_FRAGMENTO_:
━━━━━━━━

Ya en sus primeras novelas, Milan Kundera comenzó a desarrollar una literatura que podríamos definir como de tesis. La broma (1967), su primera novela, se construye sobre la idea de lo inaceptable que es para un sistema totalitario, la risa. Al vivir en un mundo dominado por la convicción de que todo se sabe, y que además se vive con la conciencia de que sobre sus hombros está el destino de la humanidad, solo la seriedad tiene sentido. Una idea equivalente se encuentra en otros relatos, como La vida está en otra parte (1972) y La insoportable levedad del ser (1984). Ahora, en su última novela –La fiesta de la insignificancia (Tusquets, 2014)– el mundo se ha vuelto completamente leve y ha perdido completamente la risa. Al final, no queda nada.
Tengo la convicción de que los escritores tendemos a repetirnos en el tiempo. Alguna vez le escuché a José Donoso decir que a él le daba pánico la idea de escribir una y otra vez lo mismo, razón por la cual, cuando terminaba un proyecto, en el siguiente se proponía enfrentar un desafío radicalmente distinto. Ejemplificaba con el paso de El obsceno pájaro de la noche (Seix Barral, 1970) a Casa de campo (Seix Barral, 1978), y de esta a El jardín de al lado (Seix Barral, 1981). Y la teoría donosiana funcionaba, aunque fuera solo en algunos aspectos. Efectivamente el carácter paródico de Casa de campo es muy diferente al surrealismo grotesco de El obsceno pájaro de la noche. Y ambas novelas, radicalmente diferentes, al realismo sicológico de El jardín de al lado. Sin embargo, desde la perspectiva del mundo abordado y las claves de lectura, la escritura de Donoso no cambia demasiado: la crítica relación entre el afuera amenazante y el interior falsamente protector, la ambivalencia del ser, donde todo lo bello, bueno y deseable contiene su contrario, la degradación definitiva de un orden destinado a desaparecer, si es que ya no lo ha hecho.

━━━━━━━━

_MATERIAL PROPORCIONADO_:
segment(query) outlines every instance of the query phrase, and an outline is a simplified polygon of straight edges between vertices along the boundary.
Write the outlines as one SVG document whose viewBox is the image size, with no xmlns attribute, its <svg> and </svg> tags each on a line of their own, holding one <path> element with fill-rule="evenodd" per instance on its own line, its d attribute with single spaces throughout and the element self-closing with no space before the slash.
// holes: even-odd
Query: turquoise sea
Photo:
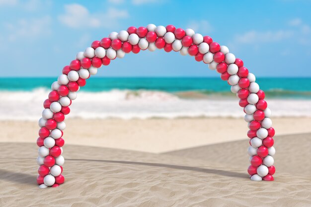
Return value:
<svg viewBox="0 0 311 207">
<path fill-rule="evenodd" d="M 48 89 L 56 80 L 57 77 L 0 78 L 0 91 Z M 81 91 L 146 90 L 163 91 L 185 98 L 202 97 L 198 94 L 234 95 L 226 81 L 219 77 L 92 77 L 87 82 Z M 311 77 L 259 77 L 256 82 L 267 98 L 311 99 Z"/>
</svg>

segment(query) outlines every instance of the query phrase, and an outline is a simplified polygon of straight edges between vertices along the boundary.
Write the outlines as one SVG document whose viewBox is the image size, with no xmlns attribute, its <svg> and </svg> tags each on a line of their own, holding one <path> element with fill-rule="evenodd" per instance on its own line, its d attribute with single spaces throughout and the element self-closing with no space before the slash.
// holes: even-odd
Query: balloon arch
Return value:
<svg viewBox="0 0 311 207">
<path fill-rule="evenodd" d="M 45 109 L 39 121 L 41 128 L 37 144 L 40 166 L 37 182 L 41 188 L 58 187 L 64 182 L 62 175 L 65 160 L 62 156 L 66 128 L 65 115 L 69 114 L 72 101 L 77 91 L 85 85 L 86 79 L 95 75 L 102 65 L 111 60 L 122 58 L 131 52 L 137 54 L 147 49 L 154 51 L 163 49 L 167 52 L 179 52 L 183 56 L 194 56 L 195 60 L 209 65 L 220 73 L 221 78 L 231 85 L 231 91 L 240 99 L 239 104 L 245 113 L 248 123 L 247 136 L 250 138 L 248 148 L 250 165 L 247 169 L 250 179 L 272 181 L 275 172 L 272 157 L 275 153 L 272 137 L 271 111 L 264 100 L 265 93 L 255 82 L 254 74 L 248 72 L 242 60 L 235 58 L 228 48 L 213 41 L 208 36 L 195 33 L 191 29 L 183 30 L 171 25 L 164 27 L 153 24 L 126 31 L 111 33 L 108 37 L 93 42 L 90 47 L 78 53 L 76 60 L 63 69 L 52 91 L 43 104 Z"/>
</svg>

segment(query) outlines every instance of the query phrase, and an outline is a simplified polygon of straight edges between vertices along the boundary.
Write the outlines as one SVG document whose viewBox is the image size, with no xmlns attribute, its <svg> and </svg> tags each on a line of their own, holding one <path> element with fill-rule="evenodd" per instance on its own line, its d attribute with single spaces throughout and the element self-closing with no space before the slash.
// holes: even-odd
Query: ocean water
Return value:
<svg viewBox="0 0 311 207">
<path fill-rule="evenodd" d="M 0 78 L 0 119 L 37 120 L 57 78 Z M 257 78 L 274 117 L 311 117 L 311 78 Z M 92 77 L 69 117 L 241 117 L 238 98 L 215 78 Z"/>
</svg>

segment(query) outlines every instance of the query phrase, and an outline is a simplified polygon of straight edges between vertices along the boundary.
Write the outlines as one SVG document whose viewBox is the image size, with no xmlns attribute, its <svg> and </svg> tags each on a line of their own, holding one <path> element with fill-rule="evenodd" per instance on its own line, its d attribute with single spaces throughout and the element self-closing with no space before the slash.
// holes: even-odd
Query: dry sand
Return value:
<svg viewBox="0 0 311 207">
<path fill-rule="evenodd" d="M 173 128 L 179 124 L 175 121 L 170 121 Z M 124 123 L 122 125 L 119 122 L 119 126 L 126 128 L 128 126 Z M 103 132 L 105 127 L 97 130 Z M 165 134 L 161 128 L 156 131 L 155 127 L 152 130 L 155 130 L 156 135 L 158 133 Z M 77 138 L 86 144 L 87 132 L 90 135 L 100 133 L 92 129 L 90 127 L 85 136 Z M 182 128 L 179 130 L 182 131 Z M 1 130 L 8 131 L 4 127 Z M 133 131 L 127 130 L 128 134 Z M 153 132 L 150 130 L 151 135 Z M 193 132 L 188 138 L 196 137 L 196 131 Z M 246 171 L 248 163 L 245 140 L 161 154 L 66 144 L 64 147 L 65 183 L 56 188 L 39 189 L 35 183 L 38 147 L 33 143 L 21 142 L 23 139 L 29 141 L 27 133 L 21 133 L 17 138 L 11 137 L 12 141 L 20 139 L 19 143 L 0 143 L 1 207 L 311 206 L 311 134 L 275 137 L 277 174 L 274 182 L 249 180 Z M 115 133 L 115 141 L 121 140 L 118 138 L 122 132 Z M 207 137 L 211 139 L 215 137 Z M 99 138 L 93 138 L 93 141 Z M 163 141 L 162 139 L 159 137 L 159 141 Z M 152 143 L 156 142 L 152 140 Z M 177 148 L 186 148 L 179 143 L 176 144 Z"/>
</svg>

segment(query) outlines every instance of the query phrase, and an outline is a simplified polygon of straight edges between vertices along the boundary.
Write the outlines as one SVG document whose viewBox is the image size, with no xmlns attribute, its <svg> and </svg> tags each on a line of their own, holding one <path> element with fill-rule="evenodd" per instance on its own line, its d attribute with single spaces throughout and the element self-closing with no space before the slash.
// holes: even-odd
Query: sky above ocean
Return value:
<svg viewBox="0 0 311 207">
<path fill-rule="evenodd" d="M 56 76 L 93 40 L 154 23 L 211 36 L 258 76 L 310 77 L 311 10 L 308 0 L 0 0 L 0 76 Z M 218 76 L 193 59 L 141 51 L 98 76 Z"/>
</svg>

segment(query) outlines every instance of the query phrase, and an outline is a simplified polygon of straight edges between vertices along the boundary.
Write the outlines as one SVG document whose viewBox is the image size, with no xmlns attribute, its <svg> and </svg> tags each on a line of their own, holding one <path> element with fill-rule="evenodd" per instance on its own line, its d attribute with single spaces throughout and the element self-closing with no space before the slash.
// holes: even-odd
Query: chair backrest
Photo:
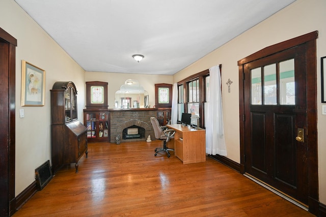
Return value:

━━━━━━━━

_QUÉ HACER_: Copia el fragmento sobre Kundera y Donoso completo, palabra por palabra y sin ningún cambio.

_RESULTADO_:
Ya en sus primeras novelas, Milan Kundera comenzó a desarrollar una literatura que podríamos definir como de tesis. La broma (1967), su primera novela, se construye sobre la idea de lo inaceptable que es para un sistema totalitario, la risa. Al vivir en un mundo dominado por la convicción de que todo se sabe, y que además se vive con la conciencia de que sobre sus hombros está el destino de la humanidad, solo la seriedad tiene sentido. Una idea equivalente se encuentra en otros relatos, como La vida está en otra parte (1972) y La insoportable levedad del ser (1984). Ahora, en su última novela –La fiesta de la insignificancia (Tusquets, 2014)– el mundo se ha vuelto completamente leve y ha perdido completamente la risa. Al final, no queda nada.
Tengo la convicción de que los escritores tendemos a repetirnos en el tiempo. Alguna vez le escuché a José Donoso decir que a él le daba pánico la idea de escribir una y otra vez lo mismo, razón por la cual, cuando terminaba un proyecto, en el siguiente se proponía enfrentar un desafío radicalmente distinto. Ejemplificaba con el paso de El obsceno pájaro de la noche (Seix Barral, 1970) a Casa de campo (Seix Barral, 1978), y de esta a El jardín de al lado (Seix Barral, 1981). Y la teoría donosiana funcionaba, aunque fuera solo en algunos aspectos. Efectivamente el carácter paródico de Casa de campo es muy diferente al surrealismo grotesco de El obsceno pájaro de la noche. Y ambas novelas, radicalmente diferentes, al realismo sicológico de El jardín de al lado. Sin embargo, desde la perspectiva del mundo abordado y las claves de lectura, la escritura de Donoso no cambia demasiado: la crítica relación entre el afuera amenazante y el interior falsamente protector, la ambivalencia del ser, donde todo lo bello, bueno y deseable contiene su contrario, la degradación definitiva de un orden destinado a desaparecer, si es que ya no lo ha hecho.